Work to do ::
Please give again the part of the material that opens with the line containing "point: raised wing" and runs through the end of the material, swapping "dot" for "marker" and changing nothing else. Leave the pictures out of your answer.

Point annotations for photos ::

• • • • •

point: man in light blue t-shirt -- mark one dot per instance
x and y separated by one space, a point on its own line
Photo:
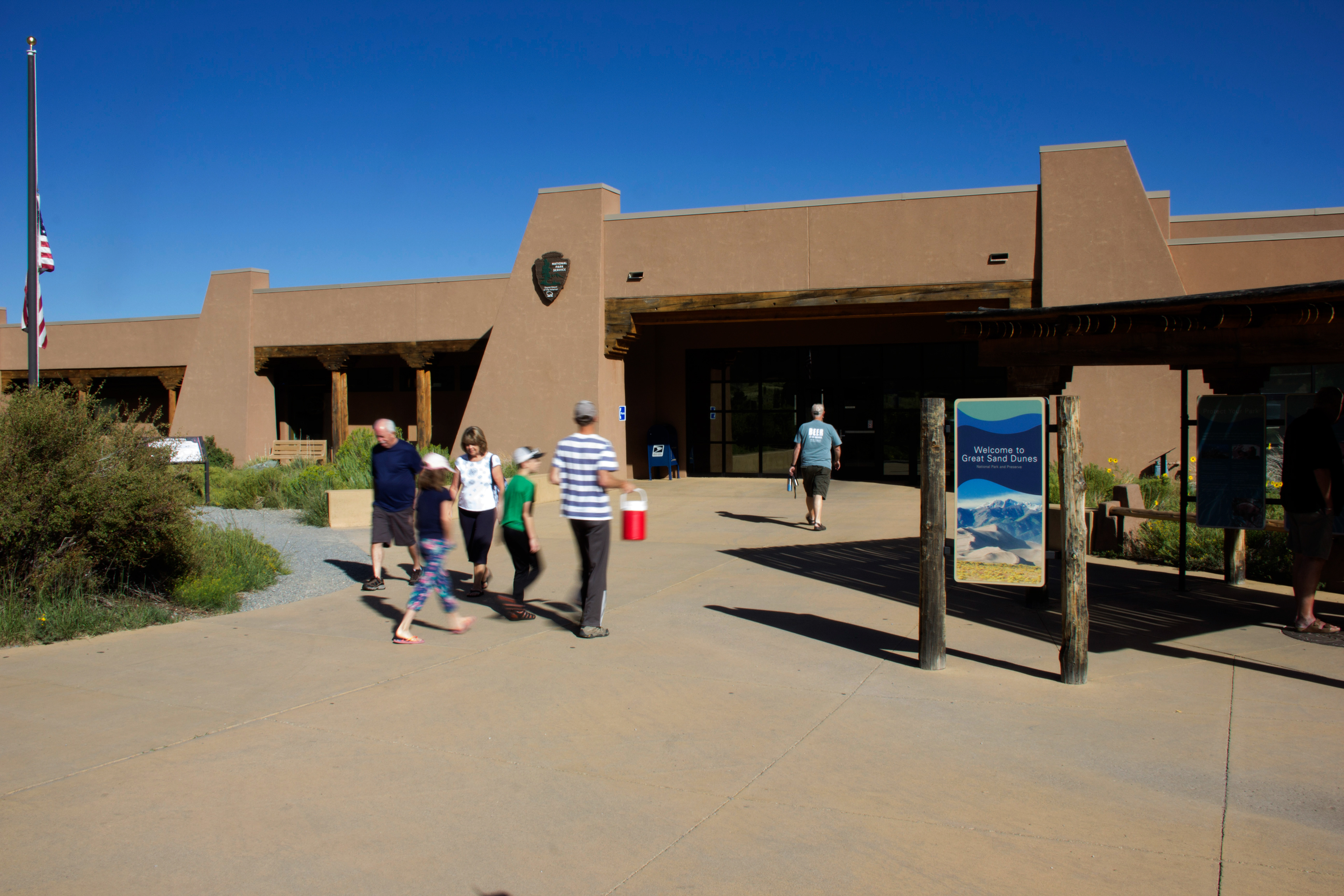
819 447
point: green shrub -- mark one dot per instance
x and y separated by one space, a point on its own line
217 456
85 500
225 562
72 612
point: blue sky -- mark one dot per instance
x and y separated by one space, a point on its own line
338 143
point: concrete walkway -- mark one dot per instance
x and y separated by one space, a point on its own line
755 724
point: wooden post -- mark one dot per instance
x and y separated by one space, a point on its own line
171 382
933 535
1234 556
424 407
419 359
334 359
1073 519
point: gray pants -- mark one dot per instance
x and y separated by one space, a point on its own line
595 540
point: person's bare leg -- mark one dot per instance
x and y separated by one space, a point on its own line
404 630
1307 575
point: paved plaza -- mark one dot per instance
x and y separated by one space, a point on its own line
757 723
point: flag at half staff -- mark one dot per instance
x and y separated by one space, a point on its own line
42 322
45 261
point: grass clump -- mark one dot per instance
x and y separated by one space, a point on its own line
226 562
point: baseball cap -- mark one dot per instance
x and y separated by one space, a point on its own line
435 461
523 455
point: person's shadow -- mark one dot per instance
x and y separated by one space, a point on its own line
752 518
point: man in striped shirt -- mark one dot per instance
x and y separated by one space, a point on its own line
582 467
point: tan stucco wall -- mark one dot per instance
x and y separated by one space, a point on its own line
385 314
542 359
127 343
1100 238
872 244
1209 268
221 396
1248 226
1131 413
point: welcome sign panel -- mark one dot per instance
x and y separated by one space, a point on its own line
1000 449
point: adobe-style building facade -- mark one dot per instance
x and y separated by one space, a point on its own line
722 323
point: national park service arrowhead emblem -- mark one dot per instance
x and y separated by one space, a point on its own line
549 276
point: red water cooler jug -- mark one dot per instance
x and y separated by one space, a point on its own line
634 512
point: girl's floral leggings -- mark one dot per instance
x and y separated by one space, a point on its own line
433 577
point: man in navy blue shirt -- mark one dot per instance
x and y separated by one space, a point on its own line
1314 475
396 465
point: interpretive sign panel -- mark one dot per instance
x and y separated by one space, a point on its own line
1000 452
1230 471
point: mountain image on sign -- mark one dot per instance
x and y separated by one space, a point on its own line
549 276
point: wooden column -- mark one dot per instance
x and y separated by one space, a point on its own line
171 382
1073 496
83 385
933 535
420 360
334 360
1234 556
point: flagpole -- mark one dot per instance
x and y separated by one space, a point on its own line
33 214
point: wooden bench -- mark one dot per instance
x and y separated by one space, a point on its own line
287 450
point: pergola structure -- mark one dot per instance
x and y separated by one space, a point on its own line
419 357
1233 338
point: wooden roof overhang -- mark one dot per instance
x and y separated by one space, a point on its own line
625 316
1233 336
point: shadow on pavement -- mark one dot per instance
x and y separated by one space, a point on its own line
1129 608
870 641
752 518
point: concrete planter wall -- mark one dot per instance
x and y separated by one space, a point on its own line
354 508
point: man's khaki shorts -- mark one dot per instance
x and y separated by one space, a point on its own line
1311 534
816 481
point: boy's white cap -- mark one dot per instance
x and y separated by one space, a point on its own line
435 461
525 455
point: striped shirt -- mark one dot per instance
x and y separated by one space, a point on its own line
579 458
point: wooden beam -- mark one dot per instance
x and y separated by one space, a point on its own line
424 407
1073 496
933 535
262 354
1194 350
625 315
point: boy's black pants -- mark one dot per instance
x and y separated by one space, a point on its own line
595 540
527 566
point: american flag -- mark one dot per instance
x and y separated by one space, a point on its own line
45 264
42 322
45 261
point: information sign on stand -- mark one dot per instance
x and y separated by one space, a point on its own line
1000 450
1230 468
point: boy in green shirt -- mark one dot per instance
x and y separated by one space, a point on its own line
519 530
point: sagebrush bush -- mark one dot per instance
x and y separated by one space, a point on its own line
224 564
85 499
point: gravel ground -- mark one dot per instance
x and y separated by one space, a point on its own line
307 550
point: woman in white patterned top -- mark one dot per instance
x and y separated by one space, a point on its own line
478 483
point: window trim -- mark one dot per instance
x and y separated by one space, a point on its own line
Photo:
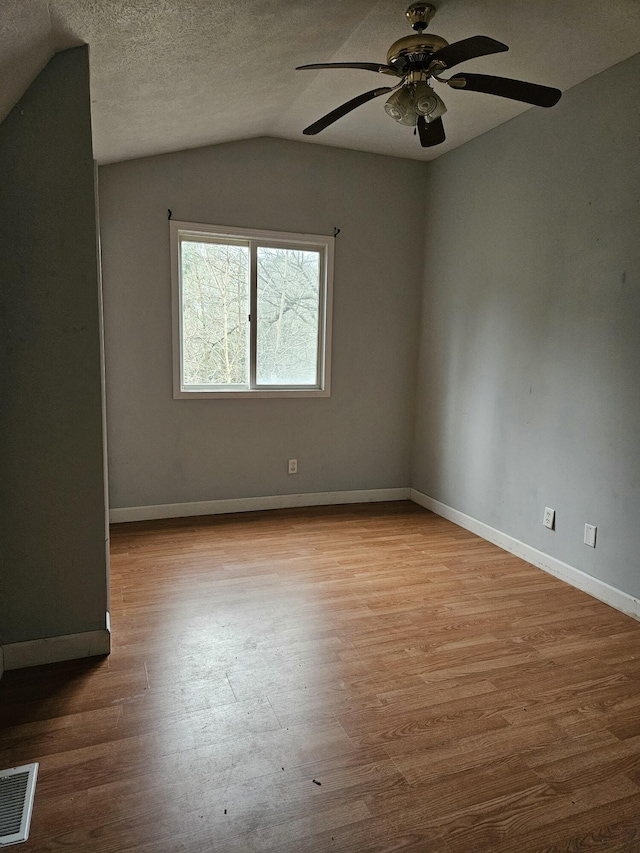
276 239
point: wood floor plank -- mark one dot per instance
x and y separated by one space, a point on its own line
361 679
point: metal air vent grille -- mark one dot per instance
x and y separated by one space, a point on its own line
17 788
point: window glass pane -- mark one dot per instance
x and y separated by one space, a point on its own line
215 312
288 309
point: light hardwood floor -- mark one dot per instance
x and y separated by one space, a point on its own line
446 696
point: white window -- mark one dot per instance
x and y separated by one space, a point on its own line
251 312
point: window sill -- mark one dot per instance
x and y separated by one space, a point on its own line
241 394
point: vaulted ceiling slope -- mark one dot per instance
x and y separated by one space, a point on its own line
173 74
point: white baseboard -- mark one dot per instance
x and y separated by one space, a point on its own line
184 510
575 577
55 649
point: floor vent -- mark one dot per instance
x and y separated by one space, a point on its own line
17 787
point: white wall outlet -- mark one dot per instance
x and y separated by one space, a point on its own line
549 518
590 535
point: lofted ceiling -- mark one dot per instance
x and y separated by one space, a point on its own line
174 74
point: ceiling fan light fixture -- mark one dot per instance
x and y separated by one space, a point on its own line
401 107
428 103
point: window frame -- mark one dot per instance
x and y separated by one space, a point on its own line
256 238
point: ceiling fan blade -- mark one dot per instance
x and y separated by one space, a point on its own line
469 48
334 115
517 90
431 133
378 67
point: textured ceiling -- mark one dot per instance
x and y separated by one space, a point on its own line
173 74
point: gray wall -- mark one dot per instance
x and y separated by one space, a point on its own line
53 571
529 382
166 451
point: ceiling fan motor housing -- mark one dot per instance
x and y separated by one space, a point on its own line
414 51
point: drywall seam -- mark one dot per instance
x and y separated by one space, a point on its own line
219 507
574 577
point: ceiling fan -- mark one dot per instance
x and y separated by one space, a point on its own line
416 59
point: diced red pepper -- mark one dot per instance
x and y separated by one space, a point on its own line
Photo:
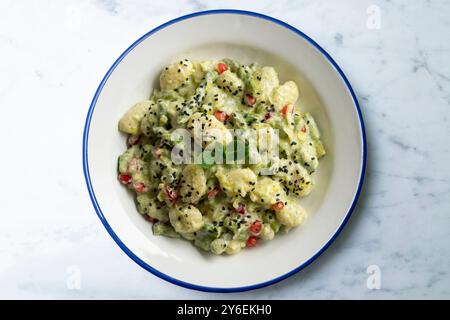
278 206
256 227
140 187
251 100
221 116
170 194
124 178
213 192
133 139
157 152
134 165
240 209
221 67
267 116
150 219
251 242
287 108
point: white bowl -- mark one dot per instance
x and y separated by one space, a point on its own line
247 37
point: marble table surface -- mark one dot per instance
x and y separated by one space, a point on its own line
396 55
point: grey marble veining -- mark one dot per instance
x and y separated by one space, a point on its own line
52 62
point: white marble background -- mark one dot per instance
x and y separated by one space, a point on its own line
54 54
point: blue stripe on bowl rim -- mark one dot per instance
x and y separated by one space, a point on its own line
117 239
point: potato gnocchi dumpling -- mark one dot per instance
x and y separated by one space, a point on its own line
233 190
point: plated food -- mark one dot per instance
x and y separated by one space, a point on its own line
227 200
324 91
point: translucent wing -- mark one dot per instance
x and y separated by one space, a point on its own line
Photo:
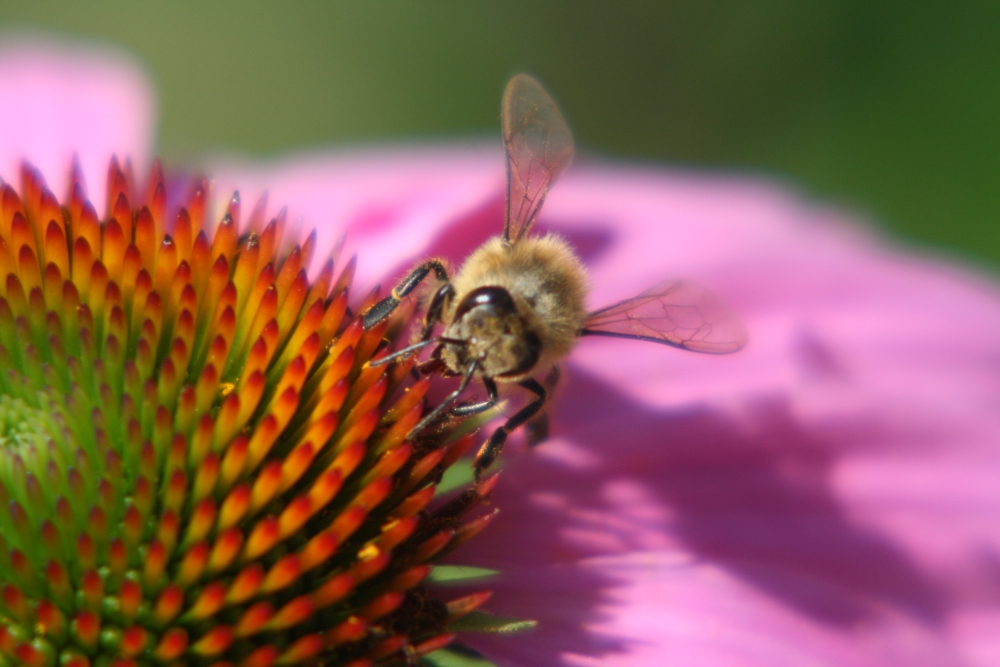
676 313
539 147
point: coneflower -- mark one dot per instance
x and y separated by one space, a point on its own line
196 464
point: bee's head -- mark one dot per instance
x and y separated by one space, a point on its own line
488 320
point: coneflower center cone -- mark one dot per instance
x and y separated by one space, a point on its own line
196 464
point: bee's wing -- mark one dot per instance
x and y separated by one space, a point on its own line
539 147
675 313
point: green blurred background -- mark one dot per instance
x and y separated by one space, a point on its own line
890 108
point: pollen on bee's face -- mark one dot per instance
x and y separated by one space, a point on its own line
196 463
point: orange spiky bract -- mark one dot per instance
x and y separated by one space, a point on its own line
196 465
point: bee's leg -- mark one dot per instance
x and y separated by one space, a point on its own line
384 308
537 429
475 408
448 400
489 452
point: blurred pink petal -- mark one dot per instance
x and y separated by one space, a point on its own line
60 100
828 496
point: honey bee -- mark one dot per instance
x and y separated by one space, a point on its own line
516 305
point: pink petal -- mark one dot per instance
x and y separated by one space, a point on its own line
828 496
59 100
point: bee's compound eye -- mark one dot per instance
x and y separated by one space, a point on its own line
495 297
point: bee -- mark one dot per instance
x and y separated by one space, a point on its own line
517 304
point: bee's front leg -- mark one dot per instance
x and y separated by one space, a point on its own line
489 452
386 306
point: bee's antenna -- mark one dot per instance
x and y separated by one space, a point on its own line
401 353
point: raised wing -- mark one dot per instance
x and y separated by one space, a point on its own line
539 147
675 313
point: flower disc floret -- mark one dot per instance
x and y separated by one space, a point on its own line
197 466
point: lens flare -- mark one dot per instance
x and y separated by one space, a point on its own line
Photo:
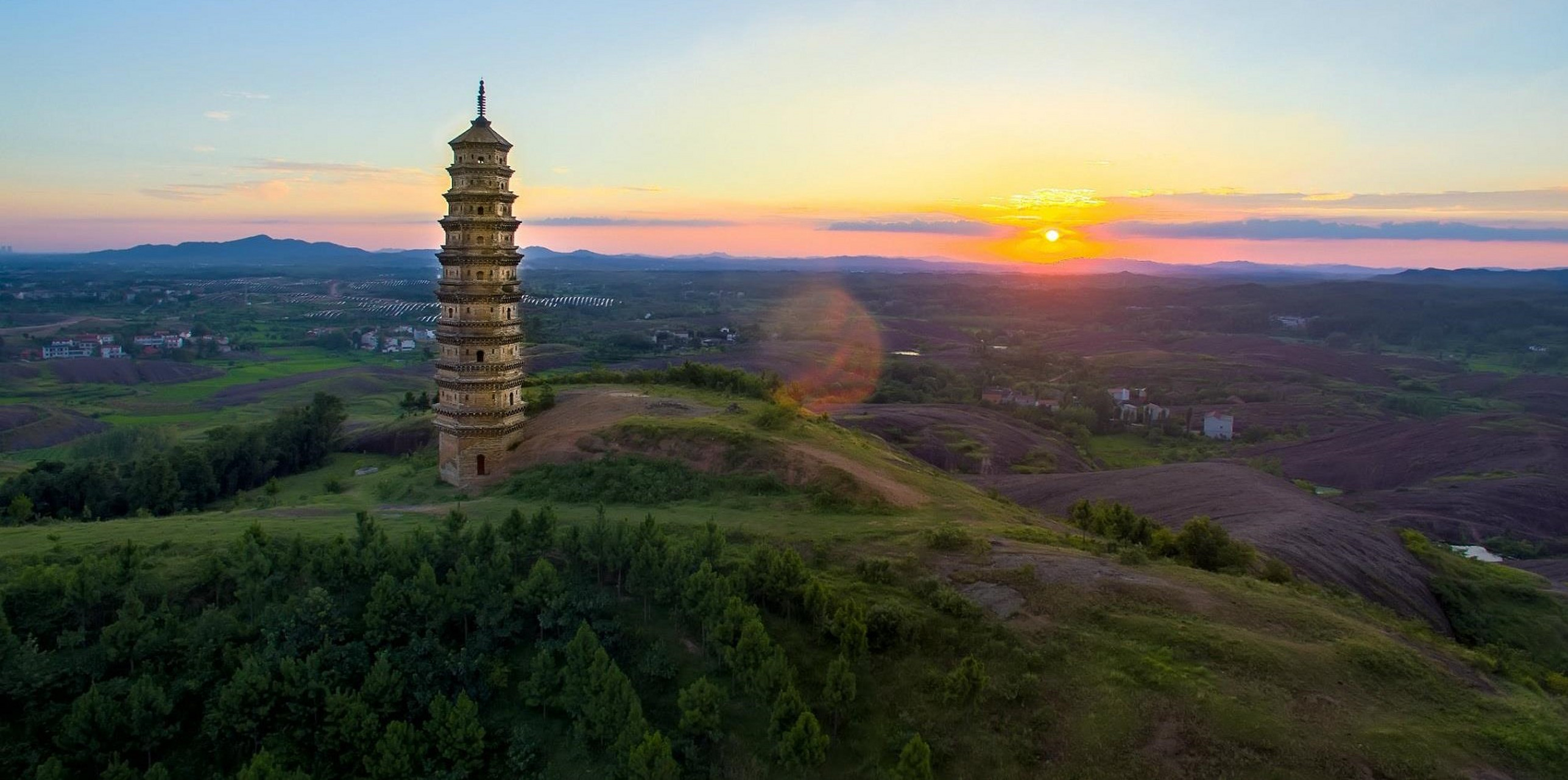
828 347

• • • • •

Reply to the exercise ::
point: raised wing -- mark one marker per instance
x and y separated by one space, a point on its own line
539 147
675 313
point: flower disc floret -- mark one marker per instance
x and y separated by one space, a point on its own line
197 466
point: lens flare -- mark one marker per instance
x and y separated by one space, a point on its own line
Photo:
828 347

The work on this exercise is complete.